ENTRIES SHOWN
........
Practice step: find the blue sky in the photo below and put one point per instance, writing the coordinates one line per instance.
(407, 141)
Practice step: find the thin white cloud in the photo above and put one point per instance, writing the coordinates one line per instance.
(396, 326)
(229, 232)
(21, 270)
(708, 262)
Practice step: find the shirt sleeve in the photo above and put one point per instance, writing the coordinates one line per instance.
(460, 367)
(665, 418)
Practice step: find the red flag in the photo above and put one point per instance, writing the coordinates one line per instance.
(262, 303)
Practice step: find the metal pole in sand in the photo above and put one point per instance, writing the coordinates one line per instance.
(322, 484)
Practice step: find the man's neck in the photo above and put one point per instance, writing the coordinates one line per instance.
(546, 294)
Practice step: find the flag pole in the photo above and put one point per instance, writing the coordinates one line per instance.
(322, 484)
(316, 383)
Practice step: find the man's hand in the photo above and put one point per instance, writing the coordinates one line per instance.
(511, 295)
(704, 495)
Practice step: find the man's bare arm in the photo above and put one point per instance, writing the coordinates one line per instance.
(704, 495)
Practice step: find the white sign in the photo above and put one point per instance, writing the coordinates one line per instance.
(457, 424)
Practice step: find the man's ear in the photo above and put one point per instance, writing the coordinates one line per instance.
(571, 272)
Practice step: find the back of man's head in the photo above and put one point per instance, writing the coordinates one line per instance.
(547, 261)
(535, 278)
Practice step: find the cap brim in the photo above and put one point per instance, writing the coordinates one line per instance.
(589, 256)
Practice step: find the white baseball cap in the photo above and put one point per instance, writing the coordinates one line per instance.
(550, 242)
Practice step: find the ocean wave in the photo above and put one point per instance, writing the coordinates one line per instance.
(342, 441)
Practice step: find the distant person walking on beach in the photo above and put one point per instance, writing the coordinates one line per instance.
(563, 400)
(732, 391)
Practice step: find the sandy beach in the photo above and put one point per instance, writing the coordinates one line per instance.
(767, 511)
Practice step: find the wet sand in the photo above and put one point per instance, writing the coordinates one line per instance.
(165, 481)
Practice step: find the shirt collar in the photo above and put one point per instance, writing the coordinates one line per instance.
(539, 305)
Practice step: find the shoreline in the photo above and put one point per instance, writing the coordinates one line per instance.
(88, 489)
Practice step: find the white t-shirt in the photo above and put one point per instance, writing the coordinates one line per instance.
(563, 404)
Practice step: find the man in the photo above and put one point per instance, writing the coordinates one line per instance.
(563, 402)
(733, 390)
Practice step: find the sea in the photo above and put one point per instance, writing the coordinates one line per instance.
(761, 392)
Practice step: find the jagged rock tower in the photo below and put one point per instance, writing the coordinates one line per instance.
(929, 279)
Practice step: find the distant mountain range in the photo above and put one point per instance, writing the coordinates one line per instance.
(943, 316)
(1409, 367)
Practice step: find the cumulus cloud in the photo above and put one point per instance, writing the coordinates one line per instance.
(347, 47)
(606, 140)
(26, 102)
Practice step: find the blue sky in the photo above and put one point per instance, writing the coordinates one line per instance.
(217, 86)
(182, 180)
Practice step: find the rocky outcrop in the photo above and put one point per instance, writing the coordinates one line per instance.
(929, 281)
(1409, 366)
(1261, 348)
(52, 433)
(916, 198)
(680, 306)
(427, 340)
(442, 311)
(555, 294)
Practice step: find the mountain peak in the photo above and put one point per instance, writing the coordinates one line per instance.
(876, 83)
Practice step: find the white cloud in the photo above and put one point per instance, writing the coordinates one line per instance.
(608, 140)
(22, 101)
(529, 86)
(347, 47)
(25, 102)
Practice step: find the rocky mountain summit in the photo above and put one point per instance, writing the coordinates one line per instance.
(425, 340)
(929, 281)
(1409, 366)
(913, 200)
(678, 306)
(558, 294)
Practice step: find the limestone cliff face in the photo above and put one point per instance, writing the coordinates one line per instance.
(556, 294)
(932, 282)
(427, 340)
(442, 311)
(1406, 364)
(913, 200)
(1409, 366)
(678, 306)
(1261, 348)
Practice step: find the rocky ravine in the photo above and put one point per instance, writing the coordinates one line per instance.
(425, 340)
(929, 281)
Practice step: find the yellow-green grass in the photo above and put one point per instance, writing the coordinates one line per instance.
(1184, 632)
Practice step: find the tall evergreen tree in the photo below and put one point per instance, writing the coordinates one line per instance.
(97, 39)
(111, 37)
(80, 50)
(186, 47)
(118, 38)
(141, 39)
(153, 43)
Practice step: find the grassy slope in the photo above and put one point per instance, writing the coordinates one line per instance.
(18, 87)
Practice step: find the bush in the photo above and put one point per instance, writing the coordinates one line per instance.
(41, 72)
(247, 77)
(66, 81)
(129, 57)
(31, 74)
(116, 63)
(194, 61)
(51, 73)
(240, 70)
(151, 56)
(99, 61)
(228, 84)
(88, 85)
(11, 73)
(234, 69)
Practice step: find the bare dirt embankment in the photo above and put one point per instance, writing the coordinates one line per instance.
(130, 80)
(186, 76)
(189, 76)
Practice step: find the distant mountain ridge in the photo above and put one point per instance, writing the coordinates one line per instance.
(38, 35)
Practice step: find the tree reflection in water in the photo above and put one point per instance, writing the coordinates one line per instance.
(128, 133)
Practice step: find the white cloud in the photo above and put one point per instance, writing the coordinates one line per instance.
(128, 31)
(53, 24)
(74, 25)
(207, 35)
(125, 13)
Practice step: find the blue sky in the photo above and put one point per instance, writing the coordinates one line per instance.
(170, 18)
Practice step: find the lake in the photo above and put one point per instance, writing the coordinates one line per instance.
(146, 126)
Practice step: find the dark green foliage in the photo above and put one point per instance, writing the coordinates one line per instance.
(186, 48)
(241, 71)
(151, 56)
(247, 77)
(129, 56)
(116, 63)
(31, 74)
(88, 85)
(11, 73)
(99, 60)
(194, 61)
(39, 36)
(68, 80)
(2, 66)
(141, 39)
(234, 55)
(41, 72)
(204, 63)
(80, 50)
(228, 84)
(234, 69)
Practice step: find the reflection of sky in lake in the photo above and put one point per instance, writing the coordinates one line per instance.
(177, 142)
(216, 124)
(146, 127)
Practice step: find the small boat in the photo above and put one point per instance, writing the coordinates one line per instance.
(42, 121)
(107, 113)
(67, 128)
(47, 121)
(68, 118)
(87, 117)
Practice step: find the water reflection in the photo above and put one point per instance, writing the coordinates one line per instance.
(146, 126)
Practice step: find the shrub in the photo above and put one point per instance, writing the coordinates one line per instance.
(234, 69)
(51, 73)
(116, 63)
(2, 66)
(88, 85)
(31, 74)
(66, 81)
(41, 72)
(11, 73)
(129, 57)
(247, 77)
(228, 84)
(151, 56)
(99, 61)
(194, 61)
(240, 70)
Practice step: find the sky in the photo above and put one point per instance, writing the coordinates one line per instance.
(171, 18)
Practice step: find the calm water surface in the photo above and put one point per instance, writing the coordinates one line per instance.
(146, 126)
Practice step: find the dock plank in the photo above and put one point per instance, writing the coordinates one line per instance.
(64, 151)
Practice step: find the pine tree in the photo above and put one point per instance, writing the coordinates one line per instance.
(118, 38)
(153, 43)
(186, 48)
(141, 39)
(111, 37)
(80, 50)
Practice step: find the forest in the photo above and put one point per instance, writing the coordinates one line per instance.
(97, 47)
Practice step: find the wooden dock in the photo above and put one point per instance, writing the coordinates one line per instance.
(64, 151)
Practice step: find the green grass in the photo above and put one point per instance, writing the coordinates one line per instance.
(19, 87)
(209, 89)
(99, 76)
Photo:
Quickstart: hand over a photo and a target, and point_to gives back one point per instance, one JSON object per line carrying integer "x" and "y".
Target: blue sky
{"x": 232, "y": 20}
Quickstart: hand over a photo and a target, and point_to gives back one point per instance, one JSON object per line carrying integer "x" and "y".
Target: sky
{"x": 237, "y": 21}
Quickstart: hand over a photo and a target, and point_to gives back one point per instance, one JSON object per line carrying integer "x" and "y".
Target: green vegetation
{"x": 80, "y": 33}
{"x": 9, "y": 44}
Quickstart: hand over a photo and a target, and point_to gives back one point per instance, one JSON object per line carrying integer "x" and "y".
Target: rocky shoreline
........
EXERCISE DETAILS
Transcribe exactly, and only, the lines from the one with "Practice step: find the green" through the last line of the data.

ANSWER SECTION
Practice step: find the green grass in the photo above and put one point per instance, writing the coordinates one line per instance.
(19, 87)
(209, 89)
(99, 76)
Photo:
Quickstart: hand over a photo and a target, and point_to gives back one point per instance, one JSON object per line carrying integer "x" and "y".
Target: blue sky
{"x": 232, "y": 20}
Quickstart: hand over a photo and a target, and point_to gives back one point per instance, one JSON object per line carrying integer "x" and "y".
Target: sky
{"x": 237, "y": 21}
Quickstart: hand over a photo and a target, and point_to gives back one point per instance, one JSON object per line carrying integer "x" and "y".
Target: green vegetation
{"x": 80, "y": 33}
{"x": 9, "y": 44}
Quickstart: hand over a photo and a target, and point_to gives back one point per instance, one JSON object per line carrying integer "x" and "y".
Target: rocky shoreline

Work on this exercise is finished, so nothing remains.